┌──

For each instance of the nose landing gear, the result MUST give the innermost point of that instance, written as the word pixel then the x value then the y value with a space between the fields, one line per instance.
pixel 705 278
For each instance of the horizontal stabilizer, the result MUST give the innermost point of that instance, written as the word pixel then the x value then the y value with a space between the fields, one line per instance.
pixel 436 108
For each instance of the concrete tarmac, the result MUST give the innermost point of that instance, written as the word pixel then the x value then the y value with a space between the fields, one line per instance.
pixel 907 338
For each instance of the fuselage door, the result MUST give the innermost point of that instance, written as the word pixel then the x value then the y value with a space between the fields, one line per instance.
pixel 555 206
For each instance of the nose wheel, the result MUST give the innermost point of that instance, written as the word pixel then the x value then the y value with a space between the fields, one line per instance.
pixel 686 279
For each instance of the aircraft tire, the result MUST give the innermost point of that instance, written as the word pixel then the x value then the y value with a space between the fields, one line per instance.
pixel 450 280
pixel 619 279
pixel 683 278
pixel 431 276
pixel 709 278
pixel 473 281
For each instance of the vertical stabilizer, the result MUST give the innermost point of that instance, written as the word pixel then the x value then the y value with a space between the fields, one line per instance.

└──
┌──

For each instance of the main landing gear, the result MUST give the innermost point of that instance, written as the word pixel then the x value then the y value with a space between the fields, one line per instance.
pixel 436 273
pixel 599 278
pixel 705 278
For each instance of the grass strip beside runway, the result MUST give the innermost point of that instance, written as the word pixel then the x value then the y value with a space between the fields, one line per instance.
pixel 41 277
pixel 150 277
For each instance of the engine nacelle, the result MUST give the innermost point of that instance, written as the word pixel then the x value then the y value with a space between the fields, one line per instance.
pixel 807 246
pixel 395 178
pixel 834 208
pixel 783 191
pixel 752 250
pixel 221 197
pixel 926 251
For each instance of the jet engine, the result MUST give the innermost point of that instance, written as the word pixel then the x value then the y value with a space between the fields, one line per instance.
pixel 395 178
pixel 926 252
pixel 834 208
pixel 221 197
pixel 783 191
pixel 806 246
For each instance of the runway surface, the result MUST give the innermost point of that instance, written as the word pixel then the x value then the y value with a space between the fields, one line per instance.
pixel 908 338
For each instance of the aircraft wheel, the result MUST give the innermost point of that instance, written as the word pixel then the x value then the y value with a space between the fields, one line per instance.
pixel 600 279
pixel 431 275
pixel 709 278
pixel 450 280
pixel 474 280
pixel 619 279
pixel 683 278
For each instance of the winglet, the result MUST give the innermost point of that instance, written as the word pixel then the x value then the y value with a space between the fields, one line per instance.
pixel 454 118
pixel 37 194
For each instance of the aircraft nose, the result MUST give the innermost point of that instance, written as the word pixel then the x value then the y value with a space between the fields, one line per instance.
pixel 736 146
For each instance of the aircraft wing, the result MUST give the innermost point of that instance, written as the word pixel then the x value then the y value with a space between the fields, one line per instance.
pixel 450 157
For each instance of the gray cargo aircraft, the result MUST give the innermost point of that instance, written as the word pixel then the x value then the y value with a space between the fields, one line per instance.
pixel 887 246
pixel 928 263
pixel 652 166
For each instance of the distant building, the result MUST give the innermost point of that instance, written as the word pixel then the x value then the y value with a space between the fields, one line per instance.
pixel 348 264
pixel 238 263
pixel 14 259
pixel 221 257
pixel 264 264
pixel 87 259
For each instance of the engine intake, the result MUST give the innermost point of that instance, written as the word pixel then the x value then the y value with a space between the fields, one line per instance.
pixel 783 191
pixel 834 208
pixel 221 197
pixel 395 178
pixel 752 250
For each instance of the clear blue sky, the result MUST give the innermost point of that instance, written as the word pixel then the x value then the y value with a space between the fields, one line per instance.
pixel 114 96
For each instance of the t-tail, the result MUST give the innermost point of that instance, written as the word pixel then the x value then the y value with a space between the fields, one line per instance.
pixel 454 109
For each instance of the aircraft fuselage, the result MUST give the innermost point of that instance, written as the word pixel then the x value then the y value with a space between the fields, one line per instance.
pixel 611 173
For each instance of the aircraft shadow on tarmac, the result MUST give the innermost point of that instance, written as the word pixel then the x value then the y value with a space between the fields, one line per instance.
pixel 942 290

└──

REQUIRED ACTION. The answer is the run of lines above from the line containing "For each instance of the fuselage" through the line containing "For each instance of the vertical", copied exactly and alone.

EXPECTED ANSWER.
For each instance of the fuselage door, the result MUST give the innermost point of that instance, written as the word pixel then the x value then the y value with a space between the fields, one line per instance.
pixel 555 206
For each instance of the nose wheel, the result MUST give the innermost point of that instance, written as the word pixel then the x value then the y value with a space between the fields, one line per instance.
pixel 686 279
For each instance of the aircraft tire, the result MUST give the innermost point of that instance, written as the word pixel then the x value then the y value with a space between the fields, one line per instance.
pixel 450 280
pixel 619 279
pixel 683 278
pixel 431 276
pixel 709 278
pixel 473 281
For each instance of the vertical stabilizer, the result MUST give the innermost point of that instance, written as the word pixel then the x value then the y value with a space between the fields, one line per instance.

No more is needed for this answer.